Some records

========

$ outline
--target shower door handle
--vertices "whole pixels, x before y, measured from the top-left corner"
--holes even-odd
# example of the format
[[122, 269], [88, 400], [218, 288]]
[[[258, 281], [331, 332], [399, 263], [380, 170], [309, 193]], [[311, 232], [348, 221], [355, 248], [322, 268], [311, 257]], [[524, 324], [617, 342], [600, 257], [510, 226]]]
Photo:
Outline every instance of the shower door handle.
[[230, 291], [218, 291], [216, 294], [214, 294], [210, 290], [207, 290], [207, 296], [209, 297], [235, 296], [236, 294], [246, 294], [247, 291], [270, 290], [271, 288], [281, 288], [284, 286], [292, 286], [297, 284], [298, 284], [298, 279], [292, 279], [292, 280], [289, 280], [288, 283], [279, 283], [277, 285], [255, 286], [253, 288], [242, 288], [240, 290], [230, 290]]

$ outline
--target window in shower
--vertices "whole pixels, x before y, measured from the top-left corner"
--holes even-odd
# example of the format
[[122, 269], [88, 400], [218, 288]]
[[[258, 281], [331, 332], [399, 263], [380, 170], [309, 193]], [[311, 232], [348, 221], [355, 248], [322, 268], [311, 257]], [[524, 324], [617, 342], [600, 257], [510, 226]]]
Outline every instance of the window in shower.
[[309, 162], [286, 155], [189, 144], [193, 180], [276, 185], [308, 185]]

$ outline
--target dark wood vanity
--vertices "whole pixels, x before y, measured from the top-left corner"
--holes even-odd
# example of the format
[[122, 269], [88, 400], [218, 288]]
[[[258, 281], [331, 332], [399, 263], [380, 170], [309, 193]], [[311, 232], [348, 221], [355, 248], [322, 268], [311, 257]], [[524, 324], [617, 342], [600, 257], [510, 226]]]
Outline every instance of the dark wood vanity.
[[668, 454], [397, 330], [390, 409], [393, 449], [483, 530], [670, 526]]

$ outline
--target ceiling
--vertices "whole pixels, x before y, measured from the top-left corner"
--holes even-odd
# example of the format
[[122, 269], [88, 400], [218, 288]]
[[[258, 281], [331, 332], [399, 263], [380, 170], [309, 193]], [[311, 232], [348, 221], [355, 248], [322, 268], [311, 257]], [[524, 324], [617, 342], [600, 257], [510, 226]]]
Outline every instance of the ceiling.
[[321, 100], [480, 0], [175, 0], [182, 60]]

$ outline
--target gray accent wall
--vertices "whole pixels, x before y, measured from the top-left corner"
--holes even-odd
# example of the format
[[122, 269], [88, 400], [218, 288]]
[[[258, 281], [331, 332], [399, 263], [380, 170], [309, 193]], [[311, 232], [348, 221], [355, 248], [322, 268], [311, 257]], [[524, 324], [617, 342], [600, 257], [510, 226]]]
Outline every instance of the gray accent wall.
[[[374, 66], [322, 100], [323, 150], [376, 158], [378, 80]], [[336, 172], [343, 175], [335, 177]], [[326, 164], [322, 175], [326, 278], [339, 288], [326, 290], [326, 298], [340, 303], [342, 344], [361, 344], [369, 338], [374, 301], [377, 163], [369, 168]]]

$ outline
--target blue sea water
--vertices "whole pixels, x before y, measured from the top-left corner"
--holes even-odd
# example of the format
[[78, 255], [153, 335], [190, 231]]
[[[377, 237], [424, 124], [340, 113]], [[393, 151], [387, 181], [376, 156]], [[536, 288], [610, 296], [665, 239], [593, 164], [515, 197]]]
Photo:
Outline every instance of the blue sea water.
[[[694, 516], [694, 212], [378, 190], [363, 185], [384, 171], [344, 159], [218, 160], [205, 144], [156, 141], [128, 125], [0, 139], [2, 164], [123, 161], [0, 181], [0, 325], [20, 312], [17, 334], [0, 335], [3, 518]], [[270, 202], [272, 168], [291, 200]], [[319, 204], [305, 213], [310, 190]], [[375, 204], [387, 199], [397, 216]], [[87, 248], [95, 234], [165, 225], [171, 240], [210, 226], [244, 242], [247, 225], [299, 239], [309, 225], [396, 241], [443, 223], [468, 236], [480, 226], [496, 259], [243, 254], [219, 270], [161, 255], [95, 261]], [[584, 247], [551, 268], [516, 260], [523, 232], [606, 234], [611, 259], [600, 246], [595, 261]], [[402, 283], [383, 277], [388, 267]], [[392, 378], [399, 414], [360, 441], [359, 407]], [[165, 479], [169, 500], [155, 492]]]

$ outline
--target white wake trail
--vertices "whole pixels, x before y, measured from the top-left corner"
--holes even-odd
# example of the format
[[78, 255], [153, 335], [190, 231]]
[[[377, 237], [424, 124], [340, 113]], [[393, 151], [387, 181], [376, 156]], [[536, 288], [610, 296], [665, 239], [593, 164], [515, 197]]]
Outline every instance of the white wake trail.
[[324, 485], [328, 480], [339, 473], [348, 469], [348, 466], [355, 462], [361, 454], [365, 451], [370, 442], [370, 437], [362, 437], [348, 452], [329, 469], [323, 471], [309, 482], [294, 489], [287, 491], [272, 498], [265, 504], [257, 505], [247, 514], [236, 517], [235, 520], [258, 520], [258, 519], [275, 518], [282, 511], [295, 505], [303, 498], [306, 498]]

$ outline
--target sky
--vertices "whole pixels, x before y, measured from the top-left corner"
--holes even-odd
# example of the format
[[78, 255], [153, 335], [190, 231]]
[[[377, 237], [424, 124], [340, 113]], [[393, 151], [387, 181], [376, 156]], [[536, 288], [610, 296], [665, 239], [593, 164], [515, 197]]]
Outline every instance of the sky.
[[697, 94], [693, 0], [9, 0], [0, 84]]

========

> [INSTRUCTION]
Reproduce the records above, replacing each occurrence of "whole pixels" with "integer pixels" and leaving every other character unchanged.

> [TASK OUTPUT]
$ outline
--target shower door handle
--vertices "integer pixels, x before y, measured from the top-left corner"
--holes even-odd
# example of the format
[[122, 269], [88, 400], [218, 288]]
[[[258, 281], [331, 332], [399, 263], [380, 170], [309, 193]], [[311, 232], [348, 221], [355, 248], [322, 268], [311, 257]], [[524, 324], [617, 342], [600, 257], [510, 226]]]
Photo:
Outline every instance of the shower door handle.
[[230, 291], [218, 291], [216, 294], [214, 294], [210, 290], [207, 290], [207, 296], [209, 297], [235, 296], [236, 294], [246, 294], [247, 291], [270, 290], [271, 288], [281, 288], [284, 286], [292, 286], [297, 284], [298, 284], [298, 279], [292, 279], [292, 280], [289, 280], [288, 283], [279, 283], [277, 285], [255, 286], [253, 288], [242, 288], [240, 290], [230, 290]]

$ outline
--target window in shower
--vertices "integer pixels, x before y, measured from the top-left corner"
--holes even-odd
# example of the format
[[122, 269], [88, 400], [218, 288]]
[[[258, 281], [331, 332], [399, 263], [380, 170], [309, 193]], [[311, 232], [348, 221], [355, 248], [322, 268], [311, 257]], [[524, 324], [617, 342], [600, 257], [510, 226]]]
Outline every instance of the window in shower.
[[309, 162], [286, 155], [189, 144], [193, 180], [276, 185], [308, 185]]

$ outline
--target dark wood vanity
--vertices "integer pixels, x before y, measured from the top-left corner"
--holes even-odd
# example of the format
[[122, 269], [88, 400], [218, 288]]
[[[258, 281], [331, 332], [399, 263], [380, 170], [309, 193]], [[311, 232], [348, 221], [355, 248], [322, 268], [311, 257]], [[524, 324], [617, 342], [600, 257], [510, 226]]]
Outline every instance of the dark wood vanity.
[[668, 454], [397, 330], [390, 409], [393, 449], [483, 530], [670, 526]]

$ outline
--target ceiling
--vertices "integer pixels, x before y, measured from the top-left corner"
--holes even-odd
# example of the format
[[122, 269], [88, 400], [218, 288]]
[[[258, 281], [331, 332], [399, 263], [380, 170], [309, 193]], [[311, 232], [348, 221], [355, 248], [322, 268], [311, 257]], [[524, 324], [617, 342], [600, 257], [510, 226]]]
Outline every instance of the ceiling.
[[321, 100], [480, 0], [175, 0], [182, 60]]

$ outline
--target gray accent wall
--vertices "integer pixels, x before y, measured from the top-left corner"
--holes even-odd
# example of the format
[[122, 269], [88, 400], [218, 288]]
[[[258, 281], [331, 332], [399, 263], [380, 170], [309, 193]], [[311, 232], [348, 221], [355, 248], [322, 268], [311, 257]], [[524, 324], [617, 342], [600, 257], [510, 226]]]
Outline every instance of the gray accent wall.
[[[374, 66], [322, 100], [323, 150], [376, 158], [378, 80]], [[336, 172], [343, 175], [335, 177]], [[326, 164], [322, 175], [326, 278], [339, 288], [326, 290], [326, 298], [340, 303], [342, 344], [361, 344], [369, 338], [374, 301], [377, 163], [369, 168]]]

$ outline
--target blue sea water
--vertices "integer pixels, x before y, measured from the top-left corner"
--holes even-odd
# example of the format
[[78, 255], [153, 335], [190, 231]]
[[[377, 237], [424, 124], [340, 113]], [[393, 151], [387, 181], [376, 156]], [[536, 288], [610, 296], [665, 239], [593, 164], [515, 197]]]
Photo:
Outline every instance of the blue sea water.
[[[694, 516], [694, 212], [378, 190], [363, 185], [384, 171], [344, 159], [218, 160], [205, 144], [156, 141], [128, 125], [0, 139], [2, 164], [123, 161], [0, 181], [0, 325], [20, 312], [17, 334], [0, 335], [3, 518]], [[270, 202], [272, 168], [291, 200]], [[319, 204], [305, 213], [310, 190]], [[375, 204], [387, 199], [397, 216]], [[87, 248], [95, 234], [165, 225], [171, 240], [210, 226], [244, 242], [247, 225], [299, 239], [309, 225], [396, 241], [443, 223], [468, 236], [480, 226], [496, 259], [243, 254], [219, 270], [161, 255], [95, 261]], [[584, 247], [551, 268], [516, 260], [523, 232], [606, 234], [611, 259], [600, 246], [595, 261]], [[402, 283], [383, 277], [388, 267]], [[392, 378], [399, 414], [360, 441], [359, 407]], [[165, 479], [169, 500], [155, 492]]]

$ outline
--target white wake trail
--vertices "integer pixels, x before y, measured from the top-left corner"
--holes even-odd
# example of the format
[[78, 255], [153, 335], [190, 231]]
[[[377, 237], [424, 124], [340, 113]], [[393, 151], [387, 181], [376, 156]], [[536, 288], [610, 296], [665, 239], [593, 164], [515, 197]]]
Outline every instance of the white wake trail.
[[324, 485], [328, 480], [339, 473], [348, 469], [348, 466], [355, 462], [361, 454], [365, 451], [370, 442], [370, 437], [362, 437], [348, 452], [329, 469], [323, 471], [309, 482], [294, 489], [287, 491], [272, 498], [265, 504], [257, 505], [247, 514], [236, 517], [235, 520], [258, 520], [258, 519], [275, 518], [282, 511], [295, 505], [303, 498], [306, 498]]

$ outline
--target sky
--vertices "integer pixels, x before y, measured from the top-left corner"
--holes even-odd
# example of the format
[[78, 255], [153, 335], [190, 231]]
[[[377, 237], [424, 124], [340, 113]], [[393, 151], [387, 181], [376, 156]], [[536, 288], [610, 296], [665, 239], [593, 164], [515, 197]]]
Outline every instance of the sky.
[[697, 94], [693, 0], [9, 0], [0, 84]]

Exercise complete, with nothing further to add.